§ **Input data**
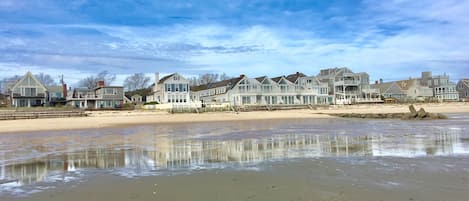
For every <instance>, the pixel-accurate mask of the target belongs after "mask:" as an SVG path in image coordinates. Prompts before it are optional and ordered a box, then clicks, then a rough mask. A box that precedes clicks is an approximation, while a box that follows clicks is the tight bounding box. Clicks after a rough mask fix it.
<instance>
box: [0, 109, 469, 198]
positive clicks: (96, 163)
mask: <svg viewBox="0 0 469 201" xmlns="http://www.w3.org/2000/svg"><path fill="white" fill-rule="evenodd" d="M468 117H469V116H467V115H466V116H464V115H463V116H461V115H458V116H455V118H452V119H449V120H442V121H399V120H349V119H306V120H270V121H250V122H223V123H221V122H217V123H191V124H166V125H146V126H133V127H127V128H108V129H96V130H82V131H60V132H58V131H55V132H41V133H17V134H2V135H1V136H0V191H3V192H4V193H5V192H7V193H13V194H25V193H33V192H37V191H41V190H44V189H48V188H53V187H54V186H53V184H54V183H60V182H64V183H66V182H71V181H80V179H83V178H85V177H86V176H87V175H88V176H89V175H91V174H96V172H100V173H102V172H105V173H107V174H114V175H120V176H124V177H135V176H147V175H161V174H178V173H190V172H191V171H200V170H207V169H225V168H234V169H247V170H261V169H262V165H263V164H265V163H263V162H265V161H281V160H286V159H304V158H321V157H344V158H346V157H359V158H365V157H369V158H373V157H377V156H386V157H406V158H408V157H426V156H465V155H469V125H467V121H466V120H467V119H468Z"/></svg>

§ **Your assignment**
Copy the whole listing exactly, excluding the pictures in it.

§ **Answer to this task**
For every <instance>, the pixel-accurate mask of the target belongs after "mask:" as an SVG path in image coordinates. Prompts before it are optional and ordered a box, then clicks, then a rough mask. A box that precedes clicks is an approximation, while a box that follows clicks is the tight bounding box. Clicks after a rough mask fix it.
<instance>
box: [0, 109, 469, 198]
positive clicks: (96, 163)
mask: <svg viewBox="0 0 469 201" xmlns="http://www.w3.org/2000/svg"><path fill="white" fill-rule="evenodd" d="M468 117H469V116H467V115H466V116H464V115H463V116H461V115H458V116H455V118H452V119H449V120H442V121H399V120H349V119H306V120H270V121H250V122H223V123H221V122H217V123H191V124H166V125H146V126H133V127H127V128H108V129H96V130H82V131H60V132H58V131H55V132H41V133H17V134H2V135H1V136H0V191H3V192H4V193H5V192H7V193H13V194H25V193H33V192H37V191H41V190H44V189H48V188H53V187H54V186H53V184H54V183H60V182H64V183H66V182H71V181H80V179H83V178H85V177H86V176H87V175H88V176H89V175H91V174H96V172H100V173H102V172H105V173H107V174H114V175H120V176H124V177H135V176H147V175H161V174H178V173H190V172H191V171H200V170H207V169H225V168H234V169H247V170H261V169H262V165H263V164H265V163H263V162H265V161H281V160H286V159H304V158H321V157H344V158H346V157H359V158H365V157H369V158H373V157H377V156H386V157H406V158H408V157H426V156H465V155H469V125H467V121H466V120H467V119H468Z"/></svg>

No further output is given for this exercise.